Entries taken from a collection

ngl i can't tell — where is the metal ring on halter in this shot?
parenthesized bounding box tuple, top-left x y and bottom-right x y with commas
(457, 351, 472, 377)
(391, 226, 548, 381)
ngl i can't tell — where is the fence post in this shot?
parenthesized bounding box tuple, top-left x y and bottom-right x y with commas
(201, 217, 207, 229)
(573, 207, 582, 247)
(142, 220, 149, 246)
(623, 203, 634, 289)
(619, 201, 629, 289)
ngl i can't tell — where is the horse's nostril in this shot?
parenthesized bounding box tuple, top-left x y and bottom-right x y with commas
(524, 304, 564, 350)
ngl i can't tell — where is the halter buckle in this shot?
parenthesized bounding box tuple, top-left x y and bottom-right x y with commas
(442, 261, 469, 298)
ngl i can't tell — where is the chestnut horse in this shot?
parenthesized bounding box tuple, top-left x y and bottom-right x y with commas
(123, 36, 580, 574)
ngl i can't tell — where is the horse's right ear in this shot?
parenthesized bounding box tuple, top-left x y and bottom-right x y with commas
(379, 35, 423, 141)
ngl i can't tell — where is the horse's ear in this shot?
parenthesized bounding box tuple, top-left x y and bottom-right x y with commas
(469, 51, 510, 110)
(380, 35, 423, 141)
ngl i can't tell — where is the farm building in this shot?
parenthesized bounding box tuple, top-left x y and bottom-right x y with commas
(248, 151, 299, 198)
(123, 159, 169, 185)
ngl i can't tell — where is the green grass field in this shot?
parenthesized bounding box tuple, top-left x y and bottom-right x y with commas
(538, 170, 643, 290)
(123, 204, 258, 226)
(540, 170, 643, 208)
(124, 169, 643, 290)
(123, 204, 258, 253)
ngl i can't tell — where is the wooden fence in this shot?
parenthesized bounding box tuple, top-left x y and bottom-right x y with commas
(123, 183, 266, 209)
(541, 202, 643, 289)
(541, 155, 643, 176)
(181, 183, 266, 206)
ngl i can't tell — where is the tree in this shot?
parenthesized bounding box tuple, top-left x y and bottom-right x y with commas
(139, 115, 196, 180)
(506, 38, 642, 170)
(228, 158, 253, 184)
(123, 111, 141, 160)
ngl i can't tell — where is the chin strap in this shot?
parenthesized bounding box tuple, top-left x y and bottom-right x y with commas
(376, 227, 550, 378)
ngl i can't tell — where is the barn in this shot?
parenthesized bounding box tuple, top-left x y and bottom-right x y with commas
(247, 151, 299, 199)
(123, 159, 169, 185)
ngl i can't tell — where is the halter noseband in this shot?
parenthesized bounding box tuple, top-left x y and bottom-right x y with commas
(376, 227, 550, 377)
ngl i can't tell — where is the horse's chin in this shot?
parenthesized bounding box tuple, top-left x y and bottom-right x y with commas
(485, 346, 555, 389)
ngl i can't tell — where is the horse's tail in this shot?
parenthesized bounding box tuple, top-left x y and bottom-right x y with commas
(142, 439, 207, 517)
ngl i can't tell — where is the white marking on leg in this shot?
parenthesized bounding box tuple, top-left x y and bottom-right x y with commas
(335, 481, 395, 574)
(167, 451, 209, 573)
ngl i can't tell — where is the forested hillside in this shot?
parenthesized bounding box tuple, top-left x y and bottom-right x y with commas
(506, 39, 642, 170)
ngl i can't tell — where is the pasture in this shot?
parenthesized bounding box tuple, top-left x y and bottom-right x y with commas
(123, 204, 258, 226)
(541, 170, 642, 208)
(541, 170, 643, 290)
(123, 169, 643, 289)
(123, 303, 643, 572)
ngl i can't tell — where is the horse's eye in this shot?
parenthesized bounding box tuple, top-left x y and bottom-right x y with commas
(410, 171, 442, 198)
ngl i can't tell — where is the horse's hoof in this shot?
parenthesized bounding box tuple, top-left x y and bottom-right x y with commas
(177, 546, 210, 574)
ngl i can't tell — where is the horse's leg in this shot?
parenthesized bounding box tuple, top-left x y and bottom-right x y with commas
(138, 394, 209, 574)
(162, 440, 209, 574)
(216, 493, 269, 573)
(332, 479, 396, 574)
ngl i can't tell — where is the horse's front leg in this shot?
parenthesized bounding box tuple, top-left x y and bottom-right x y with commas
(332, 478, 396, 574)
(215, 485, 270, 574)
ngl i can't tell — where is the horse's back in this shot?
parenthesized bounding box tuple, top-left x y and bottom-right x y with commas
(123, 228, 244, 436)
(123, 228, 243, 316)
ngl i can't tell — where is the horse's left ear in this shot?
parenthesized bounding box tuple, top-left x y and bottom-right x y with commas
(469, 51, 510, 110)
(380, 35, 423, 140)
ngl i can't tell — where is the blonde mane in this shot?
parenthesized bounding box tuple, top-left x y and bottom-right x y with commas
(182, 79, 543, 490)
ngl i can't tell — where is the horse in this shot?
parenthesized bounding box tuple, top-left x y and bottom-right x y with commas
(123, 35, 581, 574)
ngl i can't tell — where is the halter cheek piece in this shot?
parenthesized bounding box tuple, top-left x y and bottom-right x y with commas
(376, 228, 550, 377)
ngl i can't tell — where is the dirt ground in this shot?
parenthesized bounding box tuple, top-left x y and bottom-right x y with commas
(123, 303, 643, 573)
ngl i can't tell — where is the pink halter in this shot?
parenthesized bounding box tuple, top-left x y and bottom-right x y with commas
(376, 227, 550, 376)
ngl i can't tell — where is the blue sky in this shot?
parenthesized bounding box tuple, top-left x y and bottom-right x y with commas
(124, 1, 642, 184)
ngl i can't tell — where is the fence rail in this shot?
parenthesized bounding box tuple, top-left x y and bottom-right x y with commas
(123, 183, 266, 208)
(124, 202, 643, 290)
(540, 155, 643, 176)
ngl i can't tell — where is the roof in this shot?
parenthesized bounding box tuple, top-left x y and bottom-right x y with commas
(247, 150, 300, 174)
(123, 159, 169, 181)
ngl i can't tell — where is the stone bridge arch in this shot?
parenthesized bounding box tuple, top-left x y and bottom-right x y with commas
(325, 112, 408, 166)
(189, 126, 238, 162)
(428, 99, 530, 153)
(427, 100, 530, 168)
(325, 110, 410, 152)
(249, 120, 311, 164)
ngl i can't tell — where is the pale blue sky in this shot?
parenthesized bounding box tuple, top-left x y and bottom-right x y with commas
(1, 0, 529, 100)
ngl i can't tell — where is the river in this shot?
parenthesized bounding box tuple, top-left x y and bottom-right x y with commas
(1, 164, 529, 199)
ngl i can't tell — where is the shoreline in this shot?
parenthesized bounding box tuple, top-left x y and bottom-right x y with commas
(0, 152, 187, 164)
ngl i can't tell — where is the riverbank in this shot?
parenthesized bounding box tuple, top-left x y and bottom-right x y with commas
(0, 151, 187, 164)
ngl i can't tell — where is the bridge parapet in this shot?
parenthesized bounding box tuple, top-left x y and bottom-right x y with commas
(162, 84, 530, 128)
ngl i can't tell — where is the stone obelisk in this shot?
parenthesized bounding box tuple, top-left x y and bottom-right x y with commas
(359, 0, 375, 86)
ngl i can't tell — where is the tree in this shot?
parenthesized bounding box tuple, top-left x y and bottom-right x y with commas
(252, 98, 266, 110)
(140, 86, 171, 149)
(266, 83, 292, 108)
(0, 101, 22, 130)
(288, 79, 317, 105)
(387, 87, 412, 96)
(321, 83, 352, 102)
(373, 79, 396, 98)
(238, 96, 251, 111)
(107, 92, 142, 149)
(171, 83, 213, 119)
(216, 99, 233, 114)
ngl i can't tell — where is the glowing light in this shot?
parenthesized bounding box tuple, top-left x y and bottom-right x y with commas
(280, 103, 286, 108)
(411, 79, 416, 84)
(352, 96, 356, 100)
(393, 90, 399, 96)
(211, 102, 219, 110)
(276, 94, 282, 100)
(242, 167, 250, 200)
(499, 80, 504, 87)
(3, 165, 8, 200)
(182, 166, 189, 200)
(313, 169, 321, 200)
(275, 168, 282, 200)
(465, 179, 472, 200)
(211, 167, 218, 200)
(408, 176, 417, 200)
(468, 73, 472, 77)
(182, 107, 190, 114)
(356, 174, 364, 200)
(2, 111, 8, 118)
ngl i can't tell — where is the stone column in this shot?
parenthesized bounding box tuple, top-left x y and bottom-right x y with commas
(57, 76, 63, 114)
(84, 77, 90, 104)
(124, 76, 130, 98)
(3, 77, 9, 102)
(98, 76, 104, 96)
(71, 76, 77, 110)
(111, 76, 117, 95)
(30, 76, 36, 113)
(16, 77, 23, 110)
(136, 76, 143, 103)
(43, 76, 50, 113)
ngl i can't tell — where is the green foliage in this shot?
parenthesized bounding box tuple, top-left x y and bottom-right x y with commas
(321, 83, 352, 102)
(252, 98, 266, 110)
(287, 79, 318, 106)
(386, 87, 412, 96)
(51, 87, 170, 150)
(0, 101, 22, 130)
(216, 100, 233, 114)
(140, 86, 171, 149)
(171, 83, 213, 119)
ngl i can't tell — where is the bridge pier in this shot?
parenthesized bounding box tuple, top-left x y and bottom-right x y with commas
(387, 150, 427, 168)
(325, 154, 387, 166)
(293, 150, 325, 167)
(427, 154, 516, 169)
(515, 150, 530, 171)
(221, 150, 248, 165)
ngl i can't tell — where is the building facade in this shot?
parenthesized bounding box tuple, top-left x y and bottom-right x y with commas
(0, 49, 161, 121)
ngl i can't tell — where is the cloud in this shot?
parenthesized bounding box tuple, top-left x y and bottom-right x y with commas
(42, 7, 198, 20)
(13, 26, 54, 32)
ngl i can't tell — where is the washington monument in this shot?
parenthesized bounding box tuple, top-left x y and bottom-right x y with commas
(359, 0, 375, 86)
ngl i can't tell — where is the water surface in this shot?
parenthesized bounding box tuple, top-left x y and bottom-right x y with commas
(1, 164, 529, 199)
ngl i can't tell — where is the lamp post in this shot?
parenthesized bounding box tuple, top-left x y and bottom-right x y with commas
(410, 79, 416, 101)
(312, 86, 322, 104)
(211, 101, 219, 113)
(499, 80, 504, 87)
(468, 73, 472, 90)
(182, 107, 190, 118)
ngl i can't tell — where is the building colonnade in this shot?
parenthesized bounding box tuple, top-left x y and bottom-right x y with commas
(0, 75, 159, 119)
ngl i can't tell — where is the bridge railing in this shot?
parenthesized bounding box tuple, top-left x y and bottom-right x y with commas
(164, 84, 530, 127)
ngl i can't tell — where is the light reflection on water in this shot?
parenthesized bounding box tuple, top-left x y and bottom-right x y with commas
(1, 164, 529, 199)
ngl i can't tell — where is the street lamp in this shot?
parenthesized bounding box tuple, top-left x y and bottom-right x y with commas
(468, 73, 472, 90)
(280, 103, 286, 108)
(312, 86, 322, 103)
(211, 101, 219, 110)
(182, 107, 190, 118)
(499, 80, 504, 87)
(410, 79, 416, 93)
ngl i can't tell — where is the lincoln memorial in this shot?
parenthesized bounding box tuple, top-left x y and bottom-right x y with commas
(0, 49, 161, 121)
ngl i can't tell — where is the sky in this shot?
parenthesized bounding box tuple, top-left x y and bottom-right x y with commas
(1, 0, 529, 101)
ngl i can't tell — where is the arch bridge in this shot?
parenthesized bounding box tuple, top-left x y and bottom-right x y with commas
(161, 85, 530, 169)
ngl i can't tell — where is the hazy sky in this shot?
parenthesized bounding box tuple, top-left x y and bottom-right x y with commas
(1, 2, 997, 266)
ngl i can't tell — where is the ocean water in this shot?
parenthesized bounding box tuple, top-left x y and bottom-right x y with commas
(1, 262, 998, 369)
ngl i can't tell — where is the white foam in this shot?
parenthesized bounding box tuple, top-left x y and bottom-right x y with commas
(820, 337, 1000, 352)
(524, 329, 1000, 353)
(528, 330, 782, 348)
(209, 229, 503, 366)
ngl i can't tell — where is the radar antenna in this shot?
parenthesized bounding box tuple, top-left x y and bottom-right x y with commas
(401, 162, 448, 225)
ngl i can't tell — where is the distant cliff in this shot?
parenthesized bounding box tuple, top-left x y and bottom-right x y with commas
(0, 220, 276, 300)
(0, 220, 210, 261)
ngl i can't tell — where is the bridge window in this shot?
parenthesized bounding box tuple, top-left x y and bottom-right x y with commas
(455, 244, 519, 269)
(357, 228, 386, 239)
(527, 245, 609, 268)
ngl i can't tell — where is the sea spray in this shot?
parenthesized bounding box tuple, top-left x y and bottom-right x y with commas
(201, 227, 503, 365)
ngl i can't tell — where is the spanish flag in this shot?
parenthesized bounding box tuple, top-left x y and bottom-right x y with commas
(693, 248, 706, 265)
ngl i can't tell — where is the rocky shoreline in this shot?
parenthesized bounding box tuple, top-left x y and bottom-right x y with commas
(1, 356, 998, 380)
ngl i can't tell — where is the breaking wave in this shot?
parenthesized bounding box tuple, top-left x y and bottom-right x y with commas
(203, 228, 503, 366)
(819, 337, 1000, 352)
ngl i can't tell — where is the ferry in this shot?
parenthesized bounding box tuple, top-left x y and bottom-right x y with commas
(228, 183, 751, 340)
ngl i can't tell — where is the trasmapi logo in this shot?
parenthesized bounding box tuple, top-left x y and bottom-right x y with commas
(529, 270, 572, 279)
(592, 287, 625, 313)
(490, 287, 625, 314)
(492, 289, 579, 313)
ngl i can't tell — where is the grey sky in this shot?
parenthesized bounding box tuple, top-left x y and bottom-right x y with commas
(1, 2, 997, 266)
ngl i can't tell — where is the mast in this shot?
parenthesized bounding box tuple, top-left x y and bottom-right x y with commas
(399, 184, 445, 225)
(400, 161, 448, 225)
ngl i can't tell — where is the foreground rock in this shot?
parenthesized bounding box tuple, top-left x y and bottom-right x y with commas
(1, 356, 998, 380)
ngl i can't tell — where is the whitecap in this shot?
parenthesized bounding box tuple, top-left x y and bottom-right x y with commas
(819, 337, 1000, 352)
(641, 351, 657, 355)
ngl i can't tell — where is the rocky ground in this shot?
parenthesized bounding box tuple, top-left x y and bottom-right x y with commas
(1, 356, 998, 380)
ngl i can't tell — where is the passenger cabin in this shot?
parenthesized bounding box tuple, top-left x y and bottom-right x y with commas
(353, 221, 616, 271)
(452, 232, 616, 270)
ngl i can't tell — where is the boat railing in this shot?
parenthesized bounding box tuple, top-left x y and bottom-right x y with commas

What you are asked to do -
Give back precisely the lines above that start at the line containing "ngl i can't tell — where is the lincoln" and end at the line containing "ngl i can't tell — where is the sky", inclusive. No other lines belong in the output.

Task response -
ngl i can't tell — where is the lincoln memorial in this shot?
parenthesized bounding box tuple, top-left x y and bottom-right x y with commas
(0, 49, 161, 121)
ngl i can't tell — where is the sky in this shot?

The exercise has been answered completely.